* [回答する設問]:
1. みち子さんの介護保険に関する本文をもとに、次の各問いに答えてください。
(a) 入院中の認定調査の結果、どの区分と認定されましたか。
(b) 特養では何を使用して自力で移動できるまでに回復しましたか。
(c) 特養へ入所して1年が過ぎようとした頃に届いた更新結果は何でしたか。
2. みち子さんの介護保険に関する本文のうち、「病棟では」で始まる段落を、主な事実を保ったまま箇条書きにまとめてください。
3. みち子さんの介護保険に関する本文の続きを、最後の文の後から書き継いでください。

* [抽出本文]:
みち子さんは、骨折の治療が終わり退院の目途がつきましたので、介護保険を申請し入院中に認定調査が行われました。

病棟ではトイレ介助や服薬管理を看護師が介助しています。また入院中にせん妄状態もみられていました。

結果、「要介護4」と認定結果がでました。

その後、特養(特別養護老人ホーム)への入所が決まり、みち子さんも安心して特養で生活を始めました。 

特養では歩行器を使用して自力で移動できるまでに回復し、トイレも自立。

ユニット型の特養の中で友達もできて楽しく過ごしていました。

特養へ入所して1年が過ぎようとした頃、介護保険の更新結果が届きました。

結果は「要介護2」

あれ?特養って要介護3以上の重い人しか入れなかったはず。

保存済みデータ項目

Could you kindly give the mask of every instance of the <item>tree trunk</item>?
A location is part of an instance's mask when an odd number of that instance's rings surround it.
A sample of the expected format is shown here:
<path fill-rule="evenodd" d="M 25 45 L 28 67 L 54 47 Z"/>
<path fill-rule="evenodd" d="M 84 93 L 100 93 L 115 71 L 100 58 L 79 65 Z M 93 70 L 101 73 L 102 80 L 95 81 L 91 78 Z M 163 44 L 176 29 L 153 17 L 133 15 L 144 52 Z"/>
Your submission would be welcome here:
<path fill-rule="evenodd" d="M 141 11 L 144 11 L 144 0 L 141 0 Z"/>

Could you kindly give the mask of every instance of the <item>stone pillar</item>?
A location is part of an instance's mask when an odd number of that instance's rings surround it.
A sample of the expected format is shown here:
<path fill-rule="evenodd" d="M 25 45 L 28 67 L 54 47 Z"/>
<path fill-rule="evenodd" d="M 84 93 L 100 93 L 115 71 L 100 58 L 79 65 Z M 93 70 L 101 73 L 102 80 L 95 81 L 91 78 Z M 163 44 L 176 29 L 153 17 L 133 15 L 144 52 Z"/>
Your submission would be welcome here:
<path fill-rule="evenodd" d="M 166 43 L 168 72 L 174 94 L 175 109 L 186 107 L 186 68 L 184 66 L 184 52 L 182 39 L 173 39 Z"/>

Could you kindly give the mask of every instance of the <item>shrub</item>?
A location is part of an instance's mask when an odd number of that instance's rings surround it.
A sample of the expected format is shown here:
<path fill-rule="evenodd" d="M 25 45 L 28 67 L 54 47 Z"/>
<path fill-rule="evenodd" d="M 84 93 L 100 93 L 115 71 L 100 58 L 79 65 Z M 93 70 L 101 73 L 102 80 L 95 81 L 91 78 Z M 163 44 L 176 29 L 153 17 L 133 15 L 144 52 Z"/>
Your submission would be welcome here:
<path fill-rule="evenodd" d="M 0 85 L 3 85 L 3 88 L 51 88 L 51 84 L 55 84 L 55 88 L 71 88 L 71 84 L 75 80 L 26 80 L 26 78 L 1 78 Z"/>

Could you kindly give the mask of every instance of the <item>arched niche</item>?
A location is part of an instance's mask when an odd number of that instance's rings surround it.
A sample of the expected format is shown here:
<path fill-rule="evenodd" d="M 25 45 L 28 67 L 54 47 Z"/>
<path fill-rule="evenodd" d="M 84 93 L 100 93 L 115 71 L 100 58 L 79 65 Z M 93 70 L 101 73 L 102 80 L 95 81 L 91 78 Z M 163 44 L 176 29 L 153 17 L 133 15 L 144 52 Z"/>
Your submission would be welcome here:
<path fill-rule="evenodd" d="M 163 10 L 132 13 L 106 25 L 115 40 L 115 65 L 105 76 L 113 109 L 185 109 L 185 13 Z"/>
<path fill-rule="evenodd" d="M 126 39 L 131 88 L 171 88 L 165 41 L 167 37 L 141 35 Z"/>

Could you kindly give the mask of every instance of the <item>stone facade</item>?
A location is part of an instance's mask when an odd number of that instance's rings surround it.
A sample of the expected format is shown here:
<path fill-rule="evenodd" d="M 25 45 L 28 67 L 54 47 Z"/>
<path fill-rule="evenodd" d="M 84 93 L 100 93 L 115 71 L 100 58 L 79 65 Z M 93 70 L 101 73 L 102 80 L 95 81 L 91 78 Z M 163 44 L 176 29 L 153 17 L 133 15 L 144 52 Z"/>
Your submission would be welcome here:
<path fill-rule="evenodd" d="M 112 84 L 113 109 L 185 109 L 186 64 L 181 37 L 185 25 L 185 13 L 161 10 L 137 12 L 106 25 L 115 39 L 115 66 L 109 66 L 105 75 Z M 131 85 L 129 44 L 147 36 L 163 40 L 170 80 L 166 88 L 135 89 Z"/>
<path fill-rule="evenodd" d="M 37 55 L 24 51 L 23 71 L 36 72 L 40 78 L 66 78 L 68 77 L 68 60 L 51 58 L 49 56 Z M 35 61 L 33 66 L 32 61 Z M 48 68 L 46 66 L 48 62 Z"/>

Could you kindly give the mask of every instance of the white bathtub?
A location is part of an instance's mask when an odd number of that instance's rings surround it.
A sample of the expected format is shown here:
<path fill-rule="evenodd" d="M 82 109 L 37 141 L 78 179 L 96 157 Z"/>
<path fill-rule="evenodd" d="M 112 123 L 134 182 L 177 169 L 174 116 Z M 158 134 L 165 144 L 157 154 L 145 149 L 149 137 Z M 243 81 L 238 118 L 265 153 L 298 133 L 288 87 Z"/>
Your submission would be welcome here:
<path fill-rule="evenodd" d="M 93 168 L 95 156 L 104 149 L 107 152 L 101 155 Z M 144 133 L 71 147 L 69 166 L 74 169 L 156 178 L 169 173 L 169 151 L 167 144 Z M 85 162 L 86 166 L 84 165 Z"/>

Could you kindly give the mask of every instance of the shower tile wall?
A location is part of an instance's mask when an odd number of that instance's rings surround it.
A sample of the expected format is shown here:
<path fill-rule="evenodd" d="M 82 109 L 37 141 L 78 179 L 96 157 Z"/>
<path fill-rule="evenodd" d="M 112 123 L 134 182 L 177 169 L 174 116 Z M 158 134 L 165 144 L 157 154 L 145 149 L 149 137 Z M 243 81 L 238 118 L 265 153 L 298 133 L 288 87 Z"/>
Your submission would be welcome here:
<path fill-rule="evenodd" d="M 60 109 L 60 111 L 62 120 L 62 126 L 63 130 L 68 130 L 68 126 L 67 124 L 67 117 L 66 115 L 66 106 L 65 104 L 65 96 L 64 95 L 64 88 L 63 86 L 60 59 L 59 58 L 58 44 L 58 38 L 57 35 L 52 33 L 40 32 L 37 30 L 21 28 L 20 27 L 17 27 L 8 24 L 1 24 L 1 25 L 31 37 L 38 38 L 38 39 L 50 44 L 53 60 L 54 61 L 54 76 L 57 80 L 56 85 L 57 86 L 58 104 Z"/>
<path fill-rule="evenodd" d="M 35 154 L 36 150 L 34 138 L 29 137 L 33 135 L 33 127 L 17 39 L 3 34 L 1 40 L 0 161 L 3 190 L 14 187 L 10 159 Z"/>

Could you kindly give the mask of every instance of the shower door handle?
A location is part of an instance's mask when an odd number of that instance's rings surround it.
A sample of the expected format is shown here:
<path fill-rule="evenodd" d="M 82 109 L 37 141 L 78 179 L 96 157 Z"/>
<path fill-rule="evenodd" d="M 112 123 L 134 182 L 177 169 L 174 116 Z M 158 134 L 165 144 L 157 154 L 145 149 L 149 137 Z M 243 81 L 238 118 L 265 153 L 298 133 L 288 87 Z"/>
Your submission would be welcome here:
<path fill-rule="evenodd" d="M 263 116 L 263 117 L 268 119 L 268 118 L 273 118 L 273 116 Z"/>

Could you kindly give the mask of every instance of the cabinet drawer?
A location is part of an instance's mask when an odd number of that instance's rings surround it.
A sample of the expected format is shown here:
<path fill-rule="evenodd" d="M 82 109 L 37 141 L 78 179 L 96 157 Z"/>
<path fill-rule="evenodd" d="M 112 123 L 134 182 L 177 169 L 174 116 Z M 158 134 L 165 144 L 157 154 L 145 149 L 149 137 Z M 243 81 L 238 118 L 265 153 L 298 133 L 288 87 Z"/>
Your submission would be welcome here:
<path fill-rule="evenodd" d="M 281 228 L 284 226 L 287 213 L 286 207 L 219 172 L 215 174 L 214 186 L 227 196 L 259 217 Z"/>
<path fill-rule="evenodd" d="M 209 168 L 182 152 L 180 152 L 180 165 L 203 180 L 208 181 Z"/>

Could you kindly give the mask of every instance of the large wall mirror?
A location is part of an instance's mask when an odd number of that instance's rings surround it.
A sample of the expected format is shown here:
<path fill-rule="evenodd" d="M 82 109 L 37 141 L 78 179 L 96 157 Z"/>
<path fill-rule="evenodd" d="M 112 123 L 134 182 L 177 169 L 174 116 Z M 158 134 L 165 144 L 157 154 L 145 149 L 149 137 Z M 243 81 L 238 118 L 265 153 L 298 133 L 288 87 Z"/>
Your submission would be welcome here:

* [回答一覧]:
1.
(a) 要介護4
(b) 歩行器
(c) 要介護2

2.
・病棟では、トイレ介助と服薬管理を看護師が行っていた。
・入院中にせん妄状態もみられた。

3.
そうです。元気になって要介護2と判定されたみち子さんは、友達もできて終の棲家だと思っていた特養を退所しなくてはいけなくなりました。

たまたま入所していた特養の系列のサ高住が空いていたので、今はそこで暮らしていますが、介護度の結果によって生活が大きく変わってしまったのです。

もちろん、月々の支払いも負担が大きくなってしまいました。

そして、仲良くなった友達ともお別れすることになってしまったのです。